Written instruction
Pick out each line in the entries below that contains the word "sign" and copy those lines.

** BEGIN Records shown **

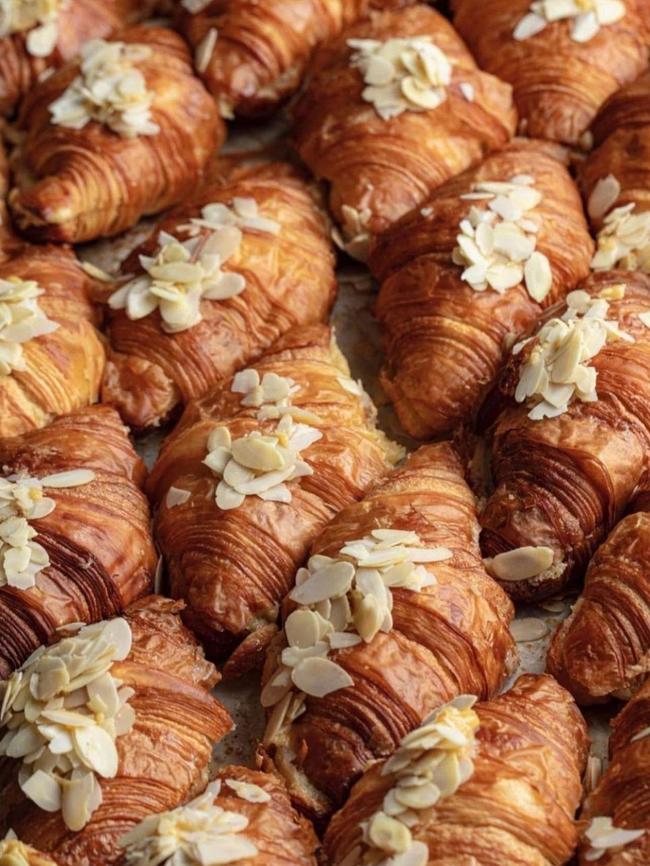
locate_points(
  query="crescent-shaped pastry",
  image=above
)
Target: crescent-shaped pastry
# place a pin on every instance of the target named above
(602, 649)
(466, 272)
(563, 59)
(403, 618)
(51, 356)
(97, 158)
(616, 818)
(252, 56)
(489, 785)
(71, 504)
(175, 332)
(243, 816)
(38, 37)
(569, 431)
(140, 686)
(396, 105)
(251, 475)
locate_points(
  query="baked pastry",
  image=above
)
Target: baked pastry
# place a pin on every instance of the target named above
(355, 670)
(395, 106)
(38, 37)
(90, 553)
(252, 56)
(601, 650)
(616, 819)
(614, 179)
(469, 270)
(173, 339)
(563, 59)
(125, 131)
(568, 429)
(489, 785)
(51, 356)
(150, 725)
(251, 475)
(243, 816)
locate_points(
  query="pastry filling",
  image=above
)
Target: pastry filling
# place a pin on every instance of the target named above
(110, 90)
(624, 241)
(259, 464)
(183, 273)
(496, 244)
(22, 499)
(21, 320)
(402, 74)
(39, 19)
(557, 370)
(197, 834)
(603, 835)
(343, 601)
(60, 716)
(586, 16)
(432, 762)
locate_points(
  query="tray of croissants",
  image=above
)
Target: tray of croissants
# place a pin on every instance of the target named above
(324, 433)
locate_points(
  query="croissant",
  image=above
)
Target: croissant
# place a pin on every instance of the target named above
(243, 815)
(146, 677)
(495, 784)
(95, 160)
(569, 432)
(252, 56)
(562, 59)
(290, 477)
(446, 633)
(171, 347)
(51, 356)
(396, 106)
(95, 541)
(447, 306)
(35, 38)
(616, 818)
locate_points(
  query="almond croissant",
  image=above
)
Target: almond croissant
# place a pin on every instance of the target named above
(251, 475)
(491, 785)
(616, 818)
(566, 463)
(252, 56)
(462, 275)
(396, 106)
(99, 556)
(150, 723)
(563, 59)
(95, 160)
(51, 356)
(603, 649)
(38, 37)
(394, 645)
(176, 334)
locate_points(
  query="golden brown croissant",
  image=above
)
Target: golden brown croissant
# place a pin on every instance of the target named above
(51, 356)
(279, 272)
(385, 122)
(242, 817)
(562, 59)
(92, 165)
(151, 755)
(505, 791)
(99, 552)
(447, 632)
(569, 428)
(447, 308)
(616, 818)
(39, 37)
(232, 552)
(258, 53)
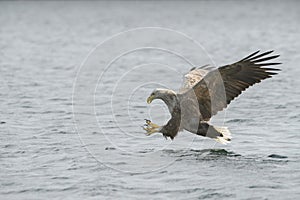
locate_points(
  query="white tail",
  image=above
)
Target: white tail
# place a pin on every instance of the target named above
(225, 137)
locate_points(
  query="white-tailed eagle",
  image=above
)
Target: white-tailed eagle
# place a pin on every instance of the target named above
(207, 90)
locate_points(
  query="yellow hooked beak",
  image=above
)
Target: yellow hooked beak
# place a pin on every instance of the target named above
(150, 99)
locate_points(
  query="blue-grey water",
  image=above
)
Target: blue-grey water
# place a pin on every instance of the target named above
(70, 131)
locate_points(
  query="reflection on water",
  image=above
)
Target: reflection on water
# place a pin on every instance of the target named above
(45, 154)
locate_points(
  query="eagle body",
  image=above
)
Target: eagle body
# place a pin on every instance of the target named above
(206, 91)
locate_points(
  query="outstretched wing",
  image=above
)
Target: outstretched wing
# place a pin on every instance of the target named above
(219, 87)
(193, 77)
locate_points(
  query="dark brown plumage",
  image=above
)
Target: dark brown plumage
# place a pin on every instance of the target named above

** END Records shown **
** BEGIN Records shown **

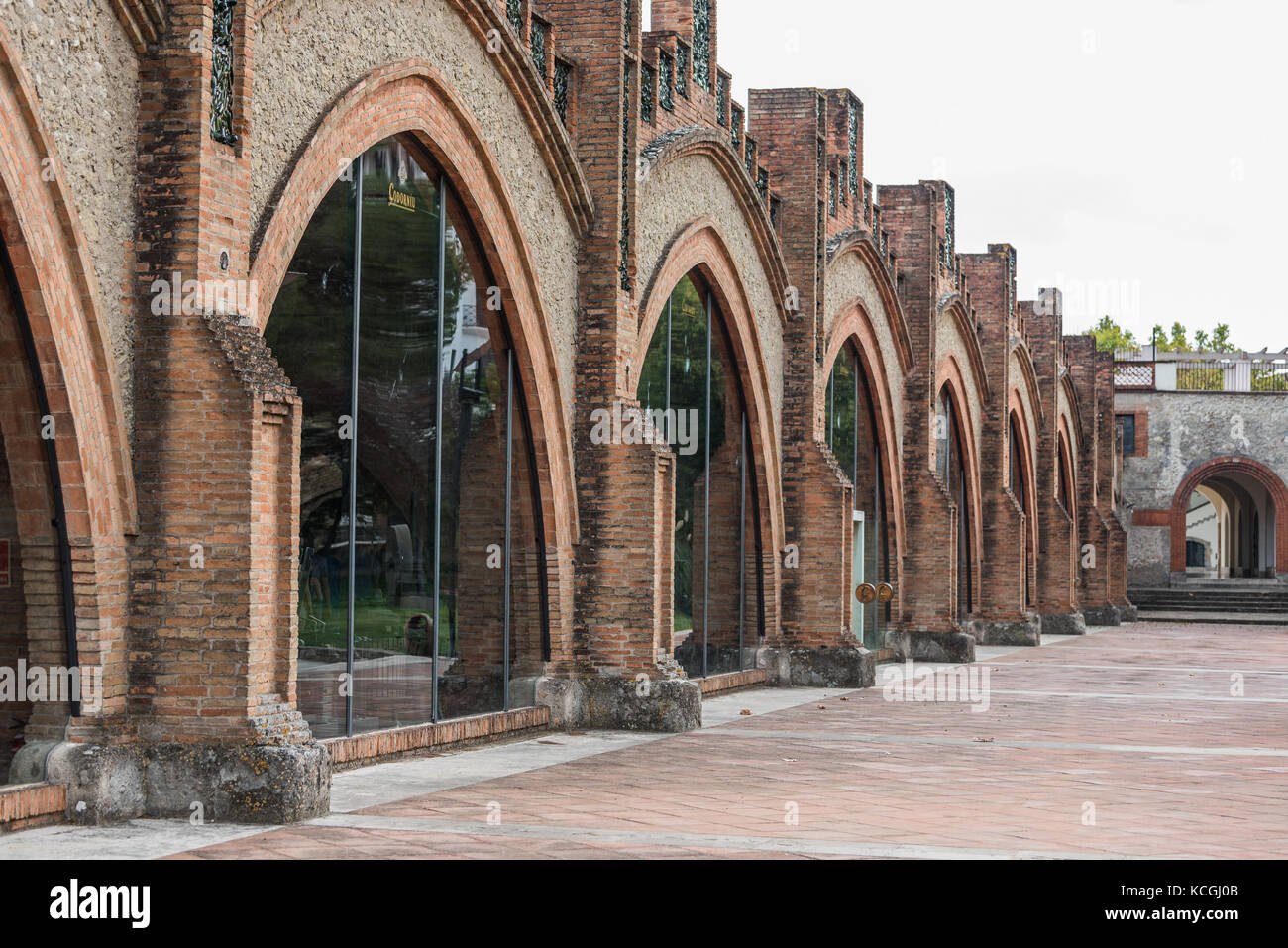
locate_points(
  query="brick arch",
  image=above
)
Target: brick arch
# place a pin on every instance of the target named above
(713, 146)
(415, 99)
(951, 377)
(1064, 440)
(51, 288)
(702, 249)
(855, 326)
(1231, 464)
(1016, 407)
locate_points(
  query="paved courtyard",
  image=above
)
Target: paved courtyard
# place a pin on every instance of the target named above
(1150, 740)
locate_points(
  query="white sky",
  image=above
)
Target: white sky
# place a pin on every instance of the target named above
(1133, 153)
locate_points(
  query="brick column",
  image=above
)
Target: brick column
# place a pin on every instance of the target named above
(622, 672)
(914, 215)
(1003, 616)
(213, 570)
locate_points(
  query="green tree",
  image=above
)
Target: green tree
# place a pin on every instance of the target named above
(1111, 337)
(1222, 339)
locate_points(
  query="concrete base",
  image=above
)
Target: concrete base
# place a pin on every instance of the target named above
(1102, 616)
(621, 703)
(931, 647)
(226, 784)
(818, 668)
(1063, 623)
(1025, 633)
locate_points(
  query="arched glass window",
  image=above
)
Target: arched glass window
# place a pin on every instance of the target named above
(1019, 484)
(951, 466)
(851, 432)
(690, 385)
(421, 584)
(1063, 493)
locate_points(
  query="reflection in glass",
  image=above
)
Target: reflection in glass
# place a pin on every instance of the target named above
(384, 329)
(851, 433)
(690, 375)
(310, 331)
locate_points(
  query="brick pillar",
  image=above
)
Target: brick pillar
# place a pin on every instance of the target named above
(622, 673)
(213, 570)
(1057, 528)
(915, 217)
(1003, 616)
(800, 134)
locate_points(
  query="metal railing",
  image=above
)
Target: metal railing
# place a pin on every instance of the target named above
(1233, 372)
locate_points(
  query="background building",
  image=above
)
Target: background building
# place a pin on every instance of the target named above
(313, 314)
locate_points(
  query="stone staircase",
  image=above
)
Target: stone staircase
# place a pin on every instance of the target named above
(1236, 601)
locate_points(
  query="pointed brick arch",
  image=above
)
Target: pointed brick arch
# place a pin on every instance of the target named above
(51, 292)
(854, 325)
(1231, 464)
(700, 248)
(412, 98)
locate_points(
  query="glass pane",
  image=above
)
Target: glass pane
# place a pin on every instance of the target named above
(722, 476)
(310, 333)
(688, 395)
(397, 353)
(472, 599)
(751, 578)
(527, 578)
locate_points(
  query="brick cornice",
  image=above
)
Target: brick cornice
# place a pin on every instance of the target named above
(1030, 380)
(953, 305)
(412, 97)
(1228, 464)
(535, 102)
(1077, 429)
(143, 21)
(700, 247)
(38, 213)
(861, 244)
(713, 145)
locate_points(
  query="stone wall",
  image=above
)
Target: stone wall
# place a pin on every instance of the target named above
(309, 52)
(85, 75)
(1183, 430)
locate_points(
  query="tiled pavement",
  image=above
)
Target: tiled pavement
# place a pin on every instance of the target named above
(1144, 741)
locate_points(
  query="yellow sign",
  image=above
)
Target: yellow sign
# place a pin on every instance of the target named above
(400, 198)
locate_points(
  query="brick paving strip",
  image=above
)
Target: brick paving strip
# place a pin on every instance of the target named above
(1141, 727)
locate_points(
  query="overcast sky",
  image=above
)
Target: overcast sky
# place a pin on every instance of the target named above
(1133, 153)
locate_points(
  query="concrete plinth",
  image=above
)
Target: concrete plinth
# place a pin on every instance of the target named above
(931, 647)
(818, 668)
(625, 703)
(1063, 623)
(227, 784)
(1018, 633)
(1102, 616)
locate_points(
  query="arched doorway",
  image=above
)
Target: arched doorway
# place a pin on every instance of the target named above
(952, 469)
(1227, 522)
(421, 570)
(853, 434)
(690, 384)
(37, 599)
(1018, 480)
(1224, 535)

** END Records shown **

Solution below
  query="yellow sign",
Target: yellow sign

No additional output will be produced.